> [Tasks for this exercise]:
a) In the ghosting post, what did X do after receiving the text saying the writer was open to hearing his side?
b) Copy word for word the part of the ghosting post that opens with the words containing "Recently while I" and closes with "among a few.".
c) Shorten the paragraph of the ghosting post that begins "The person, I'll call him X," while keeping its main facts.
Quoted passage Block Start
Monday, August 28, 2023

Ghosting

August 29, 2023

Ghosting is defined as, ‘abruptly cutting off communication with someone without explanation’. It is also described as passive aggressive behavior and compared to gaslighting. 

 

Recently someone who ghosted me suddenly made small talk with me. It was in a social situation, and it stunned me momentarily, and I stammered out a reply. But it left me quite unsettled. It happened on my birthday and I didn’t want to be stuck with dealing with negative emotions around this situation, which had created a fair amount of disturbance earlier too, so I shelved it to enjoy my day.

 

The feelings it generated continued within and I don’t want to carry them anymore and writing is often my way of processing.

 

People deal with conflict differently. I like to try to put my feelings on the table and sort it out as soon as possible. Others are conflict avoidant, not necessarily for mean reasons, but because they just don’t know how to address it — maybe never learnt or have been hurt in the past. I don’t really know. Some dodge dealing with it when they feel they have the upper hand and because they lack empathy for the other person. Many can pretend it doesn’t exist and continue to have a strained relationship, and even conversations with the other. I on the other hand find it difficult to make even small talk with a person who I have an unresolved conflict with. And this is where I am. This is who I am. 

 

The person, I’ll call him X, was part of a group I lead. He wanted to leave to follow another path and it felt like a loss, but I encouraged him to follow his heart. The conflict began last year after a conversation in which X said something that left me wondering about the loyalty of others in the group. I wonder if he knew what he was doing or he just said it inadvertently. It left me distraught for weeks,  more correct months. The next time I met the person, a few weeks after that conversation I had a hard time talking normally to him. 

 

But I reached out the next to next time we met in person, apologizing for what I felt I had done wrong, trying to resolve things, and inviting him to continue being part of our group even as he was finding his own path. I didn’t think the paths were mutually exclusive, though the world may disagree. X wouldn’t make eye contact with me and after that didn’t speak to me though our paths crossed as we have common friends. 

 

I felt I had hurt him. I kept blaming myself for this, wondering what I could have done differently etc. A couple of months ago I sent another text saying I was open to listening to his side of things hoping for a conversation that might resolve things. X responded by leaving the WhatsApp groups that were common to us. 

 

I felt a shock, but I decided to move on and stopped thinking about clarifying things. I know that not every conflict can be resolved. I moved towards finding my own peace around it.

 

Recently while I was away on a trip X participated in the group I lead. I truly don’t know yet how to write about the range of feelings I felt when I heard this. Shock, anger, disgust, total loss of respect for X, are among a few.
Quoted passage Block End
Supplied records Block Start
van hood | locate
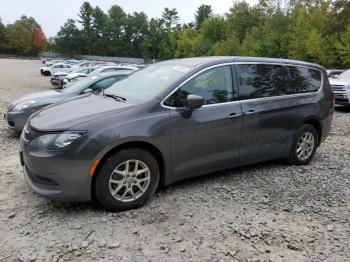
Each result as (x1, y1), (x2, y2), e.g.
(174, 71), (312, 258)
(10, 90), (62, 107)
(28, 94), (132, 131)
(67, 73), (87, 79)
(329, 78), (350, 86)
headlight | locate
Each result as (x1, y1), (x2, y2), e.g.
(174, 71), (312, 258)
(31, 132), (84, 150)
(13, 100), (36, 111)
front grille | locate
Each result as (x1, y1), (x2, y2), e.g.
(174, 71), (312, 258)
(23, 125), (43, 141)
(331, 85), (346, 91)
(335, 93), (348, 99)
Supplied records Block End
> [Solved tasks]:
a) He left the WhatsApp groups they had in common.

b)
Recently while I was away on a trip X participated in the group I lead. I truly don’t know yet how to write about the range of feelings I felt when I heard this. Shock, anger, disgust, total loss of respect for X, are among a few.

c) X was part of a group the writer leads. He wanted to leave to follow another path, and the writer encouraged him even though it felt like a loss. The conflict began last year when X said something that made the writer question the loyalty of others in the group. The writer doesn't know whether he meant it. The remark left the writer upset for months. A few weeks after that conversation, the writer found it hard to talk normally with him.